Your task:
Output every record word for word.

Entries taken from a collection
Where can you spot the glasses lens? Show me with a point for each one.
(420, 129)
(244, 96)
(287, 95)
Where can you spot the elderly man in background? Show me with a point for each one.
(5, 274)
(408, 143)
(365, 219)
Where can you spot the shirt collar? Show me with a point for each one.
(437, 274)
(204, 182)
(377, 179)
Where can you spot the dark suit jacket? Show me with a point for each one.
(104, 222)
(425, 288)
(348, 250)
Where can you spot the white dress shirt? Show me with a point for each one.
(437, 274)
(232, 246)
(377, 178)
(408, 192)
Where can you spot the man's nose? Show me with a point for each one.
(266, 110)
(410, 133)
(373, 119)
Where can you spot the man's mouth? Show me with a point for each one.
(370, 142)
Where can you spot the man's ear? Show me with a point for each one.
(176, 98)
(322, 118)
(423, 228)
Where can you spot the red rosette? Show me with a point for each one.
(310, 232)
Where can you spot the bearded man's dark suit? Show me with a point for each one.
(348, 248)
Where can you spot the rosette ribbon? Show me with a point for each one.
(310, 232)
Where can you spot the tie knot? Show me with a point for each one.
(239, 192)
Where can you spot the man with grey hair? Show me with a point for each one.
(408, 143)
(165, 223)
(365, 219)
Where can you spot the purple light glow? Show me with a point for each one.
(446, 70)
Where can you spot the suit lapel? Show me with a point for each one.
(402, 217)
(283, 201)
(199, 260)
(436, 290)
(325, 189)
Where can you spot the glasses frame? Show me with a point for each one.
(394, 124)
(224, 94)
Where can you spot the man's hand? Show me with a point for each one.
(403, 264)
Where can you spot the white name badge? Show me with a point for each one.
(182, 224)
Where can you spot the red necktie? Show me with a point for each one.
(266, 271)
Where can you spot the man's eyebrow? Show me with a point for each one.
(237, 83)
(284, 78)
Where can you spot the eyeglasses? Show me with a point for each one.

Solved problem:
Where can you spot the glasses lens? Show me with a point for each one.
(420, 129)
(244, 96)
(287, 95)
Where can you spot the elderly man in background? Show me with a point for each one.
(5, 274)
(408, 143)
(365, 219)
Where can you spot the shirt collar? Show me with a point for each one.
(437, 274)
(204, 182)
(377, 179)
Where can you spot the dark suit jacket? Show me with a point for each one.
(104, 222)
(425, 288)
(348, 250)
Where can you spot the white dress shirt? Show me with a point for each one.
(437, 274)
(232, 246)
(377, 178)
(408, 192)
Where can you spot the man's nose? Show me with a point for each one.
(266, 110)
(410, 133)
(373, 119)
Where can you spot the man's mouth? Show me with a point for each one.
(370, 142)
Where can you spot the man's ear? Show me with a point for each one.
(176, 98)
(322, 118)
(423, 228)
Where can you spot the red rosette? Show me with a point for each one.
(310, 232)
Where can you spot the bearded man's dark suit? Show me with a point for each one.
(348, 248)
Where can you spot the rosette ribbon? Show me with a point for each one.
(310, 232)
Where can you spot the tie knot? Show me with a point for each one.
(239, 192)
Where can you spot the man with grey hair? Show me with a point for each one.
(408, 143)
(165, 223)
(365, 219)
Where can you spot the purple light glow? Show me with a point for each one.
(446, 70)
Where can you spot the suit lapel? Show me with a point for each one.
(402, 217)
(283, 201)
(199, 260)
(436, 290)
(325, 189)
Where can you spot the glasses frame? Show me with a point for each one.
(394, 124)
(224, 94)
Where can you spot the man's hand? Show me with a point for each one.
(403, 264)
Where can you spot the white name badge? Show me with a point for each one.
(182, 224)
Where can you spot the red necktie? Show me with a point for each one.
(266, 271)
Where can you spot the man's eyebrow? Show me with a point for each one.
(237, 83)
(284, 78)
Where can you spot the eyeglasses? Show me with a point for each one.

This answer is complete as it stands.